What to produce
In the King Road investigation passage below, what does the text say keeps Fry going during the case? Answer in one to three sentences.

Reading passage
((
The investigators are spending a lot of time looking at video from CCTV cameras positioned around 1122 King Road, what’s commonly called a video canvass.
Footage from a local gas station shows a white car leaving the area in the right time frame, but the face of the driver isn’t clear and neither is the model of the car, which seems not to be displaying a front license plate. At first, the investigators believe it’s a Nissan Sentra.
The police have issued a map showing the victims’ last movements to the public, asking for anyone who saw anything suspicious to call the tip line; an FBI agent is monitoring all the calls.
It’s not unlike the map Fry made for Michelle Wiederrick, the mother of poor Joseph Wiederrick, the student who, in 2013, wandered for eight miles after a fraternity party and wound up freezing to death by the river.
As if Michelle could read his thoughts, Fry receives an unexpected email of support from her. “We are praying for you,” she wrote. “I know you are going through a tough time.”
Emails like this—from the families of victims in prior cases with whom he has a bond and with whom he has stayed in close touch—are what keep him going.
Chrissy Dove, the sister of Sarah Parks, the young pregnant woman who was strangled to death and then burned in a house fire by her husband, Silas, in 2009, texts Fry a screenshot of him and Bill Thompson on TV: I’m so sorry y’all having to deal with this; prayers for y’all and the families, she wrote.
Fry had found the body of poor Sarah and her unborn baby after Silas claimed she’d died in the fire, but it had taken some time for him to be able to prove the case and for Bill Thompson to pressure Silas into taking a plea deal.
A few days later Chrissy texts Fry again with another photo: You’re on Good Morning America… I hate that y’all have to go through this because I’m sure it brings up many more things in your mind.
The chief replies: Yes, the demons have come to life again, but we do it for the victims and their families. That is our reward.
))
Provided information
((
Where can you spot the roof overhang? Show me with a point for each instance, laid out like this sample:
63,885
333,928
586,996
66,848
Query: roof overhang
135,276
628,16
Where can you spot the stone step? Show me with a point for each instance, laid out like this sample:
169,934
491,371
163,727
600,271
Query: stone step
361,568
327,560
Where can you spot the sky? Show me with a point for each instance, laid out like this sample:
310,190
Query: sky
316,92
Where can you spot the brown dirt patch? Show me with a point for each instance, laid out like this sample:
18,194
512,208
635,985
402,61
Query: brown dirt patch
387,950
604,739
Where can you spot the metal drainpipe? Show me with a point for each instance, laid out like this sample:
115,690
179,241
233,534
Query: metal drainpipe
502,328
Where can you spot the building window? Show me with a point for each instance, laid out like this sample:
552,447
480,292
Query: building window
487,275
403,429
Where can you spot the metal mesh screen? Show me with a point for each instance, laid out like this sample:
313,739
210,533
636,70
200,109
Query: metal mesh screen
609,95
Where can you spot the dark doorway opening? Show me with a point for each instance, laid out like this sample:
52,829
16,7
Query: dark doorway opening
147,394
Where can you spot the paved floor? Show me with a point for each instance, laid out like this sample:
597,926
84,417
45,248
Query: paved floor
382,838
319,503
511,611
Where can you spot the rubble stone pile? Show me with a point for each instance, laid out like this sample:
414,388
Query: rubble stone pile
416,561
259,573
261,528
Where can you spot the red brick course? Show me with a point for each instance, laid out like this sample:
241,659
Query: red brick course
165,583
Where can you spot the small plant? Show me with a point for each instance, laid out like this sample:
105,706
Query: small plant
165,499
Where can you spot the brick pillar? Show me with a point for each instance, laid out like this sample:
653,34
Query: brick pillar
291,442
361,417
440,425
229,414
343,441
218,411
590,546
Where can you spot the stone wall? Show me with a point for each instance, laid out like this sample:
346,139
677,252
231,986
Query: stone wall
))
Response box
Emails of support keep Fry going. They come from the families of victims in prior cases, people he has a bond with and has stayed in close touch with.